> _WHAT THIS TASK INVOLVES_: Recast all of the data below as a numbered list, leaving out any blank lines.

— START THE RECORDS —

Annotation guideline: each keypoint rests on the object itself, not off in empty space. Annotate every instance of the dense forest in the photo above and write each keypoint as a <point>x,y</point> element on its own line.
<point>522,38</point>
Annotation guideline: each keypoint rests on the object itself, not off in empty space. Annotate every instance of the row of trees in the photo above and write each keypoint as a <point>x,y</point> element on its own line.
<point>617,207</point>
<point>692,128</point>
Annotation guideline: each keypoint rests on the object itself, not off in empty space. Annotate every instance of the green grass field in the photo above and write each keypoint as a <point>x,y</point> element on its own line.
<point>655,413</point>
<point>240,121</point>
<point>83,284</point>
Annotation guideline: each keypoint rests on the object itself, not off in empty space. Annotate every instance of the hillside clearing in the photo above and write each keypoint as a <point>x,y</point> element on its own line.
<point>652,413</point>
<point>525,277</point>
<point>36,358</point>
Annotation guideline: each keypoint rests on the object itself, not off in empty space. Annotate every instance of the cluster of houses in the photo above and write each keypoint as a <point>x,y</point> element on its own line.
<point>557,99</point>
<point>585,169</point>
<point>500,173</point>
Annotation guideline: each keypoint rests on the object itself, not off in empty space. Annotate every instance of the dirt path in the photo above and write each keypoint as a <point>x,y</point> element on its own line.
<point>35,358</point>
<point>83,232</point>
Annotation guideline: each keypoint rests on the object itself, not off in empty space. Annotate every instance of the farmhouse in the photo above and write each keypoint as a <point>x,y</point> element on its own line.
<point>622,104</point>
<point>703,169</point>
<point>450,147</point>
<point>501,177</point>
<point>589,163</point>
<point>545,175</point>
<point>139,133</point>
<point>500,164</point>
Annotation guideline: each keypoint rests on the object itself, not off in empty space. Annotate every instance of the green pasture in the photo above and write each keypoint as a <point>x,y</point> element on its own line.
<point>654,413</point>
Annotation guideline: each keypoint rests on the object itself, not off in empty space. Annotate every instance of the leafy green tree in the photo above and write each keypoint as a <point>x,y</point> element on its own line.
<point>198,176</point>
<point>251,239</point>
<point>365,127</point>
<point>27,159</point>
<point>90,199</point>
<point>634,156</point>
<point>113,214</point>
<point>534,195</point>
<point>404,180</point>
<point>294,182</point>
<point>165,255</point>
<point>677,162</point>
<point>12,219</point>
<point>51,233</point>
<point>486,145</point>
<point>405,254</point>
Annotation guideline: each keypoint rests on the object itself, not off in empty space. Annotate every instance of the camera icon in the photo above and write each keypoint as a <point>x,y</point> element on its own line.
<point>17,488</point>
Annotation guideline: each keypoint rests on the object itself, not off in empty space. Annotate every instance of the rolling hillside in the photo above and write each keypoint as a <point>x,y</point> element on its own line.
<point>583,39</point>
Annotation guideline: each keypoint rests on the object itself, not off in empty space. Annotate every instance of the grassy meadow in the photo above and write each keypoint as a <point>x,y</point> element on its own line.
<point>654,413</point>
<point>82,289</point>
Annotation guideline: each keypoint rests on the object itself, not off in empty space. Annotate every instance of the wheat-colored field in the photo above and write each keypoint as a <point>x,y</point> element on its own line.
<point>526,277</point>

— END THE RECORDS —

> _COMPLETE RESPONSE_:
1. Annotation guideline: each keypoint rests on the object itself, not off in empty space. Annotate every instance of the dense forest in the photo above and write each keypoint as a <point>x,y</point> element on its own line.
2. <point>522,38</point>
3. Annotation guideline: each keypoint rests on the object itself, not off in empty space. Annotate every instance of the row of trees in the photo above and write each keypoint as a <point>x,y</point> element on its own line.
4. <point>617,207</point>
5. <point>692,128</point>
6. Annotation guideline: each keypoint rests on the object itself, not off in empty space. Annotate every instance of the green grass field in the photo above and write each keypoint as a <point>x,y</point> element on its own line.
7. <point>655,413</point>
8. <point>240,121</point>
9. <point>83,284</point>
10. Annotation guideline: each keypoint rests on the object itself, not off in empty space. Annotate every instance of the hillside clearing in the photo above and write each keypoint as a <point>x,y</point> element on its own line.
11. <point>652,413</point>
12. <point>525,277</point>
13. <point>36,358</point>
14. Annotation guideline: each keypoint rests on the object itself, not off in empty space. Annotate every instance of the cluster of houses in the photo above and write each keypoint as a <point>x,y</point> element on its own line.
15. <point>557,99</point>
16. <point>585,169</point>
17. <point>500,173</point>
18. Annotation guideline: each keypoint rests on the object itself, not off in empty space. Annotate every instance of the dirt path in the photo above and write each keypoint as a <point>x,y</point> element on its own line.
19. <point>35,358</point>
20. <point>83,232</point>
21. Annotation guideline: each keypoint rests on the object itself, not off in empty space. Annotate every instance of the farmhouse in the photo above and write each keypoint as a <point>x,y</point> element on its own line.
22. <point>622,104</point>
23. <point>703,169</point>
24. <point>450,147</point>
25. <point>501,177</point>
26. <point>589,163</point>
27. <point>545,175</point>
28. <point>139,133</point>
29. <point>500,164</point>
30. Annotation guideline: each keypoint rests on the object itself, not off in empty space. Annotate every instance of the green pasture in the photo above and write each keypoint as a <point>x,y</point> element on its own line.
31. <point>654,413</point>
32. Annotation guideline: each keypoint rests on the object itself, not off in empty space. Annotate every instance of the leafy green tree in the photo above and write each keypoint as a <point>x,y</point> element on its own line.
33. <point>198,176</point>
34. <point>251,239</point>
35. <point>365,127</point>
36. <point>27,159</point>
37. <point>90,199</point>
38. <point>634,156</point>
39. <point>113,214</point>
40. <point>534,195</point>
41. <point>404,180</point>
42. <point>294,182</point>
43. <point>165,255</point>
44. <point>677,162</point>
45. <point>12,219</point>
46. <point>51,233</point>
47. <point>486,145</point>
48. <point>405,254</point>
49. Annotation guideline: each keypoint rests on the object itself, not off in empty space. Annotate every instance of the camera icon in the photo above and write each keypoint as a <point>x,y</point> element on its own line.
50. <point>17,488</point>
51. Annotation guideline: each keypoint rests on the object itself, not off in empty space. Annotate every instance of the rolling hillside in the photo above and write each keypoint as a <point>x,y</point> element on its own line.
52. <point>583,39</point>
53. Annotation guideline: each keypoint rests on the object itself, not off in empty space. Annotate every instance of the grassy meadow in the photo above and write each keypoint as a <point>x,y</point> element on its own line.
54. <point>654,413</point>
55. <point>82,289</point>
56. Annotation guideline: each keypoint rests on the object itself, not off in empty space. Annotate every instance of the wheat-colored field in the photo above and write each keypoint as a <point>x,y</point> element on its own line.
57. <point>526,277</point>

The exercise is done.